What this task involves
List each line below that contains the string "tree", copying every such line in full.

The input
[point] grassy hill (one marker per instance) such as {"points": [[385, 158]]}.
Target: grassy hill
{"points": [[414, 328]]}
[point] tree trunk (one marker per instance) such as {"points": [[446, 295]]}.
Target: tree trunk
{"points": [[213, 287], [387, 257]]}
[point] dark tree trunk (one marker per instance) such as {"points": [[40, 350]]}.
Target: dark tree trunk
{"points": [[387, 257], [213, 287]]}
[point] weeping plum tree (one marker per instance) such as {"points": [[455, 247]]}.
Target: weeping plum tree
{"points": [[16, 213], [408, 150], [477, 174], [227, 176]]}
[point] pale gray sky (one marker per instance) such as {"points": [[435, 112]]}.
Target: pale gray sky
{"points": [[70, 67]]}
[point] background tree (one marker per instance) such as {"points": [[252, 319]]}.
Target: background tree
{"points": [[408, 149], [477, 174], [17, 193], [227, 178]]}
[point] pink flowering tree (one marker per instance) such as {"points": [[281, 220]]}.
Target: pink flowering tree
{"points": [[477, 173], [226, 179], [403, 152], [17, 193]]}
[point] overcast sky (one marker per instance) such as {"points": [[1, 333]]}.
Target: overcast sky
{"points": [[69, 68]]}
---
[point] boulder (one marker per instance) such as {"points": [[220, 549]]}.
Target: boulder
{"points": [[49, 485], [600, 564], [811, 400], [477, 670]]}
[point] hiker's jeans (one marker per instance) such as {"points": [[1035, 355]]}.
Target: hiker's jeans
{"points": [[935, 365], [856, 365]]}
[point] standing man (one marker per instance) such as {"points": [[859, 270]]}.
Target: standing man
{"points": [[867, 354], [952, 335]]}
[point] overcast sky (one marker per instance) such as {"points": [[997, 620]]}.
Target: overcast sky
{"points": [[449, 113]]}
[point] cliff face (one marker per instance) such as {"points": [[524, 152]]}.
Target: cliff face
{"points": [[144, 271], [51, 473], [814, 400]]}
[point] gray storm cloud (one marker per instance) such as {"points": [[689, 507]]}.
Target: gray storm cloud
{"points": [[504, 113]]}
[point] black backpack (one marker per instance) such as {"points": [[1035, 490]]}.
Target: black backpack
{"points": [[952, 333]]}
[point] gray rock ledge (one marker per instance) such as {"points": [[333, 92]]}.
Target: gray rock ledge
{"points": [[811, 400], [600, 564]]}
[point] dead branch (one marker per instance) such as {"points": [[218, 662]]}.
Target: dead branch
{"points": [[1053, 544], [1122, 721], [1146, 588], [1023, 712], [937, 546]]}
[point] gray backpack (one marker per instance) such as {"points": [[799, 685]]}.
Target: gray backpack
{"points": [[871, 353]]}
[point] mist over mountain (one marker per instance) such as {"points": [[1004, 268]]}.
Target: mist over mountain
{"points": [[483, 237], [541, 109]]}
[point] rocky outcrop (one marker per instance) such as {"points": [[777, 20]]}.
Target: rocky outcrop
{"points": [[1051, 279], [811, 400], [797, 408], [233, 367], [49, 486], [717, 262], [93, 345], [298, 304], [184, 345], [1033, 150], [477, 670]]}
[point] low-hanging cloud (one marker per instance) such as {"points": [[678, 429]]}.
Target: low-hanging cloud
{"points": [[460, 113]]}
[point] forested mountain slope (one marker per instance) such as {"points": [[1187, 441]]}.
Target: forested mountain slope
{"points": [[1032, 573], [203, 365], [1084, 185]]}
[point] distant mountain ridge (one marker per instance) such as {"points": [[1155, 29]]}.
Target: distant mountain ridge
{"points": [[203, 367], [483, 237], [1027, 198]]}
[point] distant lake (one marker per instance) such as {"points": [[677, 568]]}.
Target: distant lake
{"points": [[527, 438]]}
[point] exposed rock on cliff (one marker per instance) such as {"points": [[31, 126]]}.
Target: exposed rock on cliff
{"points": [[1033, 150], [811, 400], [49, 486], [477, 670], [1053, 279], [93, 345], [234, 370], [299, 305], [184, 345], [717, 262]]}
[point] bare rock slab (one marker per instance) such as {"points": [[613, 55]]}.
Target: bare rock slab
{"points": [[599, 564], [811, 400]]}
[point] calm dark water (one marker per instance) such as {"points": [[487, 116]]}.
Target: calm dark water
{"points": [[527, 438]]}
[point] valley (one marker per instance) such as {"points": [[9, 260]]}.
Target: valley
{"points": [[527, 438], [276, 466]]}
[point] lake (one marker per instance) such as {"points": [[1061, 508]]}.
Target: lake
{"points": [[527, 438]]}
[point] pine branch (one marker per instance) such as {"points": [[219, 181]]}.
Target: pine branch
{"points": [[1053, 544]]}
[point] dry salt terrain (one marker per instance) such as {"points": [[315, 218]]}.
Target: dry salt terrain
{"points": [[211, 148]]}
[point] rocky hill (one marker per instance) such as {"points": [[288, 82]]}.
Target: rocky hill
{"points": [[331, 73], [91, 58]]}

Finished answer
[point] tree trunk (one marker per instance) such as {"points": [[446, 295]]}.
Target: tree trunk
[point] dark tree trunk (one marker per instance) such as {"points": [[40, 350]]}.
Target: dark tree trunk
[point] weeping plum tree (one marker per instance) such as {"points": [[455, 247]]}.
Target: weeping plum tree
[point] background tree (one marker per instance) such as {"points": [[252, 319]]}.
Target: background tree
[point] pink flowering tree (one marker per instance) such as {"points": [[281, 220]]}.
Target: pink flowering tree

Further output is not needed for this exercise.